Position annotation records:
-- begin --

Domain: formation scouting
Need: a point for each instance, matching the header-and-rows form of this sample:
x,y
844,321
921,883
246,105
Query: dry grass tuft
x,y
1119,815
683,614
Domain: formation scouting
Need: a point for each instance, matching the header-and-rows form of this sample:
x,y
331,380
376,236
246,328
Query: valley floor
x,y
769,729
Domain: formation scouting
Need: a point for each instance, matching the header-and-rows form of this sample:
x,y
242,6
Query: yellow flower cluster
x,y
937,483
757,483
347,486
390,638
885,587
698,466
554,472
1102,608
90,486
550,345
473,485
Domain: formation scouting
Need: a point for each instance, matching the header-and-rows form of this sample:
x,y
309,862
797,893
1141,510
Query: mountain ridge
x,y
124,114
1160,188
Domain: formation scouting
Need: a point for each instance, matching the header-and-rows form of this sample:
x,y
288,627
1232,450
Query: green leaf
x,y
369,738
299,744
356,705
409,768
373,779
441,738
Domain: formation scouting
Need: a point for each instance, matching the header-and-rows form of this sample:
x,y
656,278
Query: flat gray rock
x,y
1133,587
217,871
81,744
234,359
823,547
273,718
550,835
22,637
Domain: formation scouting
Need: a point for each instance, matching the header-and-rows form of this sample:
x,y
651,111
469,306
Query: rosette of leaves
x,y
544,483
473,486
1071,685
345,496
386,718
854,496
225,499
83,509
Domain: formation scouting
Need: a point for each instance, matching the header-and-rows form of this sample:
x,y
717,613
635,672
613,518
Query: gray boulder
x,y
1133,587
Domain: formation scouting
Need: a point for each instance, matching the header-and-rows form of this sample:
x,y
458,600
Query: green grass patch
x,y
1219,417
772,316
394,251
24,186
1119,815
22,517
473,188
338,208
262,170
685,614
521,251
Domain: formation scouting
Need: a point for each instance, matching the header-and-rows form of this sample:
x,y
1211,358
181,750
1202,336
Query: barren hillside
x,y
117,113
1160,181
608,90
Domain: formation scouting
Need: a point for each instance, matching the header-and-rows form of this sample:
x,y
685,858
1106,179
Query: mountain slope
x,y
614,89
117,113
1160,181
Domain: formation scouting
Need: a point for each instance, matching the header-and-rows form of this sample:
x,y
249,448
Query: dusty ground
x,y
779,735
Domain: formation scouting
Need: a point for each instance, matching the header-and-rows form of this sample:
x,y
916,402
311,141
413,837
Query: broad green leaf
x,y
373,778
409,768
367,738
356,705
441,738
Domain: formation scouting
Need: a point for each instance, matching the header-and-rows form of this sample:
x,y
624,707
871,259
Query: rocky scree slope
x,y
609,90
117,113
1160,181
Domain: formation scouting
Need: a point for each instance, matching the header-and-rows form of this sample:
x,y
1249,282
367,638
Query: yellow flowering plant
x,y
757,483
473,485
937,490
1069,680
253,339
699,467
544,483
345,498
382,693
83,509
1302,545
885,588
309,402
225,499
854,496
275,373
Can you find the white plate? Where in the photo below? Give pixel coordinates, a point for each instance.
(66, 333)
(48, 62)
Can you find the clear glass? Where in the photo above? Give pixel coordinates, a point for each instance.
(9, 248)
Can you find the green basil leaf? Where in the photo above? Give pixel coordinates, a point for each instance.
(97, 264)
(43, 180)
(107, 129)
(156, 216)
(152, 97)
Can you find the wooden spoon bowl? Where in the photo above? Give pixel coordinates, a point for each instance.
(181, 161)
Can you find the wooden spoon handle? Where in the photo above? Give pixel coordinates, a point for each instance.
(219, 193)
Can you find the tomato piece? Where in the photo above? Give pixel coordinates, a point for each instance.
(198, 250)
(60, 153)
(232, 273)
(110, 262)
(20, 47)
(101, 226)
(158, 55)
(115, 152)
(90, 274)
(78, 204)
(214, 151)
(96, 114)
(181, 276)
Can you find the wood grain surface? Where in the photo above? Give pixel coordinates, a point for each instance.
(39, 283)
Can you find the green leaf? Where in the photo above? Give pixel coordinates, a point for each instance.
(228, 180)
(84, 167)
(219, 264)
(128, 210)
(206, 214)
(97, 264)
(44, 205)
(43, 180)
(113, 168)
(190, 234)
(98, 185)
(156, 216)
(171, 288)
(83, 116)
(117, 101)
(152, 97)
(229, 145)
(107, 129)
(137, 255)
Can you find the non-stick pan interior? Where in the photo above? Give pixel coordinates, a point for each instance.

-- end --

(Your goal) Copy out all of the lines above exactly.

(Output of the exercise)
Domain: formation scouting
Need: a point for each instance, matching the header-and-rows form of this sample:
x,y
844,321
921,883
246,105
Query: dry grass tuft
x,y
1119,815
683,614
Domain: formation scouting
Need: a point for each instance, matching the header-and-rows form of this sample:
x,y
331,380
376,236
246,328
Query: valley floor
x,y
769,729
Domain: formation scouting
Need: a point for each instance, matching the header-and-rows form of this sample:
x,y
242,6
Query: yellow flower cluster
x,y
937,483
757,483
347,486
390,638
885,587
698,466
554,472
1102,608
90,486
550,345
473,485
Domain: formation scouting
Need: a point for each instance, matching the header-and-rows form of this sample:
x,y
309,862
797,893
1141,510
Query: mountain ridge
x,y
124,114
1160,188
Domain: formation scouting
Need: a point for each instance, matching the header-and-rows form of this sample:
x,y
288,627
1232,450
Query: green leaf
x,y
369,738
299,744
356,705
409,768
373,779
441,738
Domain: formation scouting
Need: a point for each instance, matching the header-and-rows form of this sample:
x,y
656,278
Query: flat gray rock
x,y
1133,587
217,871
81,744
234,359
823,547
273,718
550,835
22,637
Domain: formation scouting
Need: a point for each instance, matching the header-and-rows form of this sample:
x,y
651,111
469,306
Query: rosette of leaves
x,y
544,483
473,486
1071,685
345,496
386,718
854,496
225,499
83,509
Domain: formation scouting
Need: a point for each instance, matching the header-and-rows form of this sample:
x,y
717,613
635,672
613,518
Query: gray boulder
x,y
1133,587
Domain: formation scouting
Need: a point for each instance, matching the header-and-rows form of this sample:
x,y
458,600
Query: green grass patch
x,y
1219,417
772,316
394,251
24,186
1119,815
22,517
473,188
338,208
262,170
685,614
521,251
Domain: formation scouting
Need: a point for each instance, matching the header-and-rows form of this sample:
x,y
1211,358
181,750
1202,336
Query: barren hillside
x,y
117,113
1160,181
608,90
Domain: formation scouting
Need: a point for each instance, matching the header-and-rows form of this sample:
x,y
685,858
1106,179
Query: mountain slope
x,y
614,89
117,113
1160,181
Domain: formation scouting
Need: a point for each instance, matching the header-and-rows form of this sample:
x,y
249,448
Query: dusty ground
x,y
779,735
Domain: formation scouting
Need: a point for each instance, matching the header-and-rows form of this sample:
x,y
916,402
311,141
413,837
Query: broad green leaf
x,y
373,778
409,768
367,738
356,705
441,738
Domain: formation scouting
Need: a point for each instance, matching the header-and-rows form of this sample:
x,y
624,707
871,259
Query: rocky scree slope
x,y
609,90
117,113
1160,181
Domain: formation scouting
Need: a point for each instance, matching the header-and-rows form of this sample:
x,y
1249,282
367,638
Query: yellow flowering plant
x,y
757,483
473,485
937,490
1069,680
253,339
699,467
544,483
345,498
382,693
83,509
1302,545
885,588
309,402
225,499
854,496
275,373
Can you find the white plate? Where in the photo below? Give pixel coordinates, a point for each instance.
(66, 333)
(48, 62)
Can you find the clear glass? Where in the photo above? Give pixel coordinates, a point for each instance.
(9, 248)
Can you find the green basil leaf? Where in the photo above? Give pixel coordinates, a point for each instance.
(97, 264)
(43, 180)
(107, 129)
(156, 216)
(152, 97)
Can you find the wooden spoon bowl? Where in the photo above? Give pixel coordinates, a point for each instance.
(181, 161)
Can you find the wooden spoon handle? Where in the photo above? Give pixel coordinates, a point for each instance.
(219, 193)
Can you find the tomato piece? Where in the photo above? Give pixel coordinates, a point for each instance.
(198, 250)
(60, 153)
(232, 273)
(110, 262)
(20, 47)
(101, 226)
(158, 55)
(115, 152)
(90, 274)
(78, 204)
(214, 151)
(96, 114)
(181, 276)
Can you find the wood grain surface? Where in the photo above? Give pixel coordinates, a point for each instance.
(39, 283)
Can you find the green leaf? Where in the photo above? Give pixel coordinates, a point for each instance.
(228, 180)
(84, 167)
(219, 264)
(128, 210)
(206, 214)
(97, 264)
(44, 205)
(43, 180)
(113, 168)
(190, 234)
(98, 185)
(156, 216)
(171, 288)
(83, 116)
(117, 101)
(152, 97)
(229, 145)
(107, 129)
(137, 255)
Can you find the non-stick pan interior? Where in the photo above? Give pixel coordinates, a point for each instance.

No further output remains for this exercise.